Consigne — Recopiez mot pour mot un passage de l'homélie ci-dessous : partez des mots « Alors, Jésus les » et arrêtez-vous après « davantage en sécurité. ».
━━━ Texte source ━━━
2
R 4, 42-44 ; Ps 144 ; Ep 4, 1-6 ; Jn 6, 1-15
Chers
frères et sœurs,
Dimanche
dernier, nous avons vu Jésus et ses Apôtres passer la mer de Galilée pour se
mettre à l’écart. Mais les foules s’étaient précipitées pour les rejoindre.
Alors, Jésus les avait enseignées longuement. Après cela, il décide de les
nourrir.
Pour
bien comprendre ce qu’il se passe, il faut rappeler que Jésus et les Apôtres
ont décidé de quitter la côte ouest de la mer de Galilée juste après
l’assassinat de Jean-Baptiste. Dans le territoire d’Hérode Antipas, ils étaient
en effet en danger : Jean-Baptiste avait désigné Jésus comme Messie. Sur
la côte est, près de Bethsaïde, dans les ruines de l’ermitage de Jean-Baptiste
justement, qui était sous le contrôle de Philippe le Tétrarque, le frère ennemi
d’Hérode, ils étaient davantage en sécurité.
Les
amis de Jean-Baptiste, les foules, ont immédiatement compris où Jésus se
rendait. Comme eux, nous comprenons avec l’évangile d’aujourd’hui, qu’il avait
l’intention de célébrer le rituel repas de deuil : en partageant avec ses
disciples du pain d’orge et du poisson. Le poisson est vraiment caractéristique
du repas de deuil, que l’on offre pour le repos de l’âme des morts. Ainsi,
Philippe et André, qui étaient tous les deux de Bethsaïde et anciens disciples
de Jean-Baptiste, avaient bien prévu ce qu’il fallait pour le repas de Jésus et
des Douze. Mais pas pour cinq mille hommes !
Comme
dans l’évangile de Marc, que nous avons entendu dimanche dernier, il y a une
grande incompréhension entre Jésus et les foules.
Pour
nous faire comprendre son intention, Marc avait fait référence par plusieurs
expressions et mots typiques, qu’en traversant la Mer de Galilée comme les
Hébreux avaient franchi la Mer Rouge, Jésus voulait conduire les foules dans un
nouvel Exode où il allait en faire un nouveau peuple de Dieu, en leur
enseignant une Loi nouvelle et en leur donnant la manne, le pain de vie venu du
ciel.
━━━ Items fournis ━━━
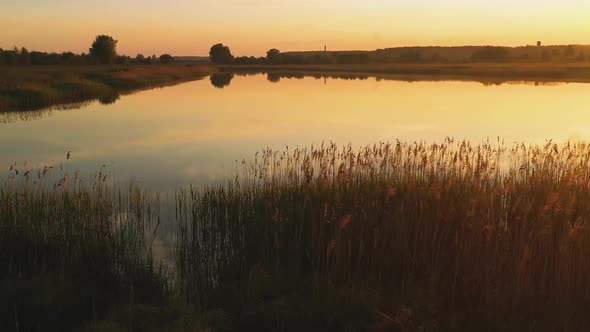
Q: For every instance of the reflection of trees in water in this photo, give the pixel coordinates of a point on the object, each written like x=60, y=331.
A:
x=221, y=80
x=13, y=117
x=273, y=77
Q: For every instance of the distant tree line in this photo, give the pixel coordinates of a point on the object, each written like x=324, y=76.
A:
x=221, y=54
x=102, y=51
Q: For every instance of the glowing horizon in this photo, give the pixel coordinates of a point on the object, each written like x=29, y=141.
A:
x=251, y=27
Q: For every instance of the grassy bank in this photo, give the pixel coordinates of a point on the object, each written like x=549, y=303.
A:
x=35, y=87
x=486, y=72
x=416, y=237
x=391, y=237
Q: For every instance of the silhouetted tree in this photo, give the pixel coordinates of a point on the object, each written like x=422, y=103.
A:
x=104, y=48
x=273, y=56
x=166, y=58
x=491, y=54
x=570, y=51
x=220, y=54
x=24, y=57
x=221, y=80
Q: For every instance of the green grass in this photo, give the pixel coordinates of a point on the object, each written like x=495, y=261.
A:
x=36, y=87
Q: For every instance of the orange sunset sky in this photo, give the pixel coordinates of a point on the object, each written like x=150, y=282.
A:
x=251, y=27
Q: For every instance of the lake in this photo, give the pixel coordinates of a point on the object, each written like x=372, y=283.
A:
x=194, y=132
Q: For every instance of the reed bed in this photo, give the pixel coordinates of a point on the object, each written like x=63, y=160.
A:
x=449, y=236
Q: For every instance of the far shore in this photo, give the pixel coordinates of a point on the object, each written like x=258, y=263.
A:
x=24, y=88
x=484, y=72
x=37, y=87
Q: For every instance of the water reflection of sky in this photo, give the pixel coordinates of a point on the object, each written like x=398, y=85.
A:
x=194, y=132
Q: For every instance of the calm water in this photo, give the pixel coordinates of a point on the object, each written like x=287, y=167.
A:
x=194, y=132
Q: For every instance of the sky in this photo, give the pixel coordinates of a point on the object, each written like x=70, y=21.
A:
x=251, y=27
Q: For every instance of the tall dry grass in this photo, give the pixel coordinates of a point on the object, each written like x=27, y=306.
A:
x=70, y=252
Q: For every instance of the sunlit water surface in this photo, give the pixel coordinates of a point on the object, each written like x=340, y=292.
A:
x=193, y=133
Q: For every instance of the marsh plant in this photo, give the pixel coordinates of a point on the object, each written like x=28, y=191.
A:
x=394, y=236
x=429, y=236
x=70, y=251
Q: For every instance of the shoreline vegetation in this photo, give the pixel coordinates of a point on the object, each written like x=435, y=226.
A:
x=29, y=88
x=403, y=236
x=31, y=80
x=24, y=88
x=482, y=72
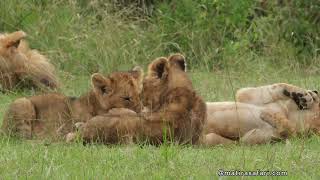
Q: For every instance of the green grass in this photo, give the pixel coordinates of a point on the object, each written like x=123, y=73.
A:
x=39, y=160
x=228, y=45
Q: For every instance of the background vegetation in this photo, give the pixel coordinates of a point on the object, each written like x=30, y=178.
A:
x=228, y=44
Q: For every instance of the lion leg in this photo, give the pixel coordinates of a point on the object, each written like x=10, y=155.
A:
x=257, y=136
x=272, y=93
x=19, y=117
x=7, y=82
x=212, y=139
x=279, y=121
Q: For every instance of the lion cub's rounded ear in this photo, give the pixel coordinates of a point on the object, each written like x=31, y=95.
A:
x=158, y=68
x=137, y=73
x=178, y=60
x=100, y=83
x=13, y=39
━━━
━━━ Items fournis ━━━
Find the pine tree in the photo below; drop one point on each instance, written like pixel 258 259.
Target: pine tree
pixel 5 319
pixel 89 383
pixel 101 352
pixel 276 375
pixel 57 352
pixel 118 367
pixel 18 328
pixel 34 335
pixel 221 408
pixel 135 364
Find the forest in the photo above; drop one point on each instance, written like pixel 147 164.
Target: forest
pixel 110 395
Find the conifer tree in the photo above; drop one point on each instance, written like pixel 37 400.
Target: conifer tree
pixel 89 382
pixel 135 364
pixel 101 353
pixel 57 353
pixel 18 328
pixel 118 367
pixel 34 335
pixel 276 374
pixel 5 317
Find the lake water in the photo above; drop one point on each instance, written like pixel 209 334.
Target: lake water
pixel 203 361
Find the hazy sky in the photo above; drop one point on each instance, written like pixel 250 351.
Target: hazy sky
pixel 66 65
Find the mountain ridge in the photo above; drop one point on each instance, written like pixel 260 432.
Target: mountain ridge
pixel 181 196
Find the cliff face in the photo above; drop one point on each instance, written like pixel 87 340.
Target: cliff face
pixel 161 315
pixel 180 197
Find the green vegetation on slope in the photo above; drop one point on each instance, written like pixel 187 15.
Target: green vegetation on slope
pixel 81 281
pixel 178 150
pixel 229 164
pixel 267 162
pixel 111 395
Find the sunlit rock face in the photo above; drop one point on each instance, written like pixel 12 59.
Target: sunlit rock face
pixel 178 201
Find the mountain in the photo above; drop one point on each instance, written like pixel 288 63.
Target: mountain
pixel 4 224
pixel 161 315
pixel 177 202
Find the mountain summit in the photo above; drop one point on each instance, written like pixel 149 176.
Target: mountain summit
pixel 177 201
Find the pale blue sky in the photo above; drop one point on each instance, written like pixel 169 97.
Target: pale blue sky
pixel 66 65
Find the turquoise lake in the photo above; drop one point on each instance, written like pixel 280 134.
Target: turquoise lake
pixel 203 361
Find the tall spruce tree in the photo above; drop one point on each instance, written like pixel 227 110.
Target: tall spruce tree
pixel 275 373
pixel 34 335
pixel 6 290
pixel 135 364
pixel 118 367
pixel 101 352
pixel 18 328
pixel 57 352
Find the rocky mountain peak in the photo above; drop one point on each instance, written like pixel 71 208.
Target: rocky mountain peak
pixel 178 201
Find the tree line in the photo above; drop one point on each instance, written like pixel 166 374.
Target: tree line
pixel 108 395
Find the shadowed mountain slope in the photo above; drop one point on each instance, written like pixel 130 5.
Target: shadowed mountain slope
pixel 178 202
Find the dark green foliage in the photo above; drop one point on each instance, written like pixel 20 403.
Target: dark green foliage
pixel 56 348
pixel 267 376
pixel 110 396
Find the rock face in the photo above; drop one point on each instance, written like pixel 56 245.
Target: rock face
━━━
━━━ Items fournis ━━━
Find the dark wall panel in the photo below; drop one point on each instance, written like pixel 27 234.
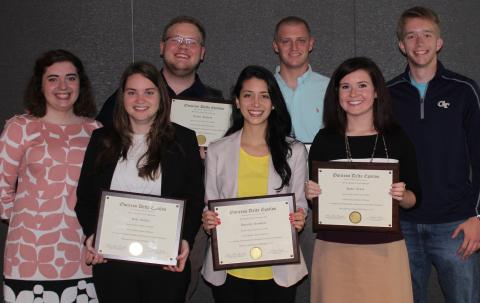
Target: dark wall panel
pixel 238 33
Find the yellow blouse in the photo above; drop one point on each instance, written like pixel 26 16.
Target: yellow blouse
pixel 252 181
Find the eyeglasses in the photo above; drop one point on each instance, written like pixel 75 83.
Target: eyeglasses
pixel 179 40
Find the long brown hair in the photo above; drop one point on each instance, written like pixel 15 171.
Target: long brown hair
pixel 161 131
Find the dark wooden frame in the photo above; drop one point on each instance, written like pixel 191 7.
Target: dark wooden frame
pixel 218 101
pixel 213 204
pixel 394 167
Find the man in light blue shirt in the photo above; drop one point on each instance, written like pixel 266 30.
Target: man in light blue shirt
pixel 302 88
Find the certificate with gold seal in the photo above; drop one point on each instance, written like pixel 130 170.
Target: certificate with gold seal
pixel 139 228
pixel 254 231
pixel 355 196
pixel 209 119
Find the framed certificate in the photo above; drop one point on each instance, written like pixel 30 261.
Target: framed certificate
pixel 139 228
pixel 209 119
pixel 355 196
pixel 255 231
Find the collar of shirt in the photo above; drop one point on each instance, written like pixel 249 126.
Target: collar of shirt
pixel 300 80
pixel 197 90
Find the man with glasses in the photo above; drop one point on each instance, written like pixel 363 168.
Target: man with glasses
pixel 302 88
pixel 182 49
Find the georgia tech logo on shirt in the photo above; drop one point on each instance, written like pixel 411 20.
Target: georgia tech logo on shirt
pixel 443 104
━━━
Réponse —
Alors, Jésus les avait enseignées longuement. Après cela, il décide de les
nourrir.
Pour
bien comprendre ce qu’il se passe, il faut rappeler que Jésus et les Apôtres
ont décidé de quitter la côte ouest de la mer de Galilée juste après
l’assassinat de Jean-Baptiste. Dans le territoire d’Hérode Antipas, ils étaient
en effet en danger : Jean-Baptiste avait désigné Jésus comme Messie. Sur
la côte est, près de Bethsaïde, dans les ruines de l’ermitage de Jean-Baptiste
justement, qui était sous le contrôle de Philippe le Tétrarque, le frère ennemi
d’Hérode, ils étaient davantage en sécurité.